**Exercises to complete:**
[1] Could you copy the Tennessee State University shooting article from "Cameron Selmon, 19, of" up to and including "foot at night."?
[2] How would the sentence "Cameron Selmon, 19, of Memphis, was killed in the shooting." from the Tennessee State University shooting article read in Spanish?
[3] Pick up the Tennessee State University shooting article after its last sentence and carry it forward.

**Given passage:**
NASHVILLE, Tenn. — University officials and police are reassuring jittery students that they are doing everything they can to keep Tennessee State University students safe as they continue to look for the person who shot and killed a 19-year-old man during an on-campus fight.
Two female students wounded in the shooting were released from Vanderbilt University Medical Center on Friday. A third female student was grazed but not hospitalized after the shooting, which happened in an outdoor courtyard on the Nashville campus during an argument over a dice game around 10:50 p.m. Thursday, Metro Nashville Police Spokesman Don Aaron said. Police have not released the students’ names.
Cameron Selmon, 19, of Memphis, was killed in the shooting. He was not a student at the school, Aaron said.
The shooting comes just over a week after three people were wounded by gunfire at an off-campus party across the street from the university. As a temporary measure, Nashville police officers will patrol the campus on foot at night.
Speaking at a Friday afternoon news conference, Nashville Mayor Megan Barry and TSU President Glenda Baskin Glover said they believe the TSU campus is safe.
Glover said the campus has spent $1 million in the past year to hire new police and security officers and improve fencing and lighting on the urban campus.
The North Nashville neighborhood where TSU is located has largely been left out of the city’s recent development boom. Mayor Barry, who took office in September, said she wants to change that by investing in and revitalizing the neighborhood.

[Records in a dataset]
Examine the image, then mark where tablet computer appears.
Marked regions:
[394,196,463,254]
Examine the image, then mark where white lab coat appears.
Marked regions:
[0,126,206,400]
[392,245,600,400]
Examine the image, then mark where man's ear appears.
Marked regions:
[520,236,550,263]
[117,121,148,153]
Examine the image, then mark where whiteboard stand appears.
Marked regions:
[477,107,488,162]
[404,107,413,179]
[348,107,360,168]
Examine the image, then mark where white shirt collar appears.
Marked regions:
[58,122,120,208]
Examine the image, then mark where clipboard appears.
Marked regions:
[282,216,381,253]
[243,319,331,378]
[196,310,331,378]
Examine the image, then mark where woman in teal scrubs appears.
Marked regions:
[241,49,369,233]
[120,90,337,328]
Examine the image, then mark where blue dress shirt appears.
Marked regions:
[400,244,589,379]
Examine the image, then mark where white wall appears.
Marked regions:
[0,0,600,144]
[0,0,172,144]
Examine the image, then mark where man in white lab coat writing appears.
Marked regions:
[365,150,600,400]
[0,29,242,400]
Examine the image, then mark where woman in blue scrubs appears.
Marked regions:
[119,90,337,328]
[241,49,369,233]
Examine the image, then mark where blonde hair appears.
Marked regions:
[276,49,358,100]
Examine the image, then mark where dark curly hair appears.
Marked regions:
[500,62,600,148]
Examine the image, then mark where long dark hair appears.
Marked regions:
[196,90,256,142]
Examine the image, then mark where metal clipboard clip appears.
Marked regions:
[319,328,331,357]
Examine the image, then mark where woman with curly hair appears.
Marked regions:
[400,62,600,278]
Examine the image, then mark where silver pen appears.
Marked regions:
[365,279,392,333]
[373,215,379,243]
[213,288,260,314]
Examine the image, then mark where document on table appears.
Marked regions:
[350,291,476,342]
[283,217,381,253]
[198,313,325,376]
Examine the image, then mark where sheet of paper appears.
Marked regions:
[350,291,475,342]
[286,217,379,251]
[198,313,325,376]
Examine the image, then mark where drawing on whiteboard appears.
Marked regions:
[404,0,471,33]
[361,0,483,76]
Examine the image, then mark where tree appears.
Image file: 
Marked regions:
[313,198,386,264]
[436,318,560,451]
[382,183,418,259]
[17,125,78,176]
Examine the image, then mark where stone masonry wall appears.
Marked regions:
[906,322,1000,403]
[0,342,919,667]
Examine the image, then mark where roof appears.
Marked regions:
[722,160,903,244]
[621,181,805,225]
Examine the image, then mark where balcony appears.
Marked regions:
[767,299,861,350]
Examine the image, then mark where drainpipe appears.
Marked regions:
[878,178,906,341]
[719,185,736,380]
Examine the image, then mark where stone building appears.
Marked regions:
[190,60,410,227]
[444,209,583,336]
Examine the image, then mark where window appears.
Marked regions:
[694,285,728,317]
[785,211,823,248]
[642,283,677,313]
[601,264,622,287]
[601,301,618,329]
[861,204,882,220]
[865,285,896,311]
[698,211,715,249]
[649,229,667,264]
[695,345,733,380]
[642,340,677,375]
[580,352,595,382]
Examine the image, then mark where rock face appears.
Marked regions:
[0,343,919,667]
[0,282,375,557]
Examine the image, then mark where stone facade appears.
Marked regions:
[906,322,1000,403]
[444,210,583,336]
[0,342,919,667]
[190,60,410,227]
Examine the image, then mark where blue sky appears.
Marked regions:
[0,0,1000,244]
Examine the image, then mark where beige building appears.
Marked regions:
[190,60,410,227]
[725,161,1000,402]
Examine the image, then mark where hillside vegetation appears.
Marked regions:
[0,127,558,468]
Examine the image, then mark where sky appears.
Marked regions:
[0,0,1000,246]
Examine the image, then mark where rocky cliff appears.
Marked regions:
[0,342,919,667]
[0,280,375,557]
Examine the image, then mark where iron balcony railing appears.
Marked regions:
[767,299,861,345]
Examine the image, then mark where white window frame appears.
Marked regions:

**Results in order:**
[1]
Cameron Selmon, 19, of Memphis, was killed in the shooting. He was not a student at the school, Aaron said.
The shooting comes just over a week after three people were wounded by gunfire at an off-campus party across the street from the university. As a temporary measure, Nashville police officers will patrol the campus on foot at night.

[2] Cameron Selmon, de 19 años, de Memphis, murió en el tiroteo.

[3]
“Tennessee State University and the community that surrounds it is an incredibly important part of the fabric of our city,” she said.
Police continued to search for clues as to the shooter’s identity Friday. Several students used their phones to record the fight. Police said they have obtained some video, but they encouraged other students who scattered when the shooting began to come forward with further recordings and information.
“The person who fired those shots put innocent persons in extreme danger,” Aaron said.
A neighbor of Selmon’s family in Memphis said residents were saddened and shocked by his death. She said she had known him since he was a young boy.
“He had good parents — good, loving parents,” Harriett Freeman said by telephone. “He was always very respectful, saying, ‘Yes, ma’am’ and ‘No, ma’am.’ … My heart goes out to his family.”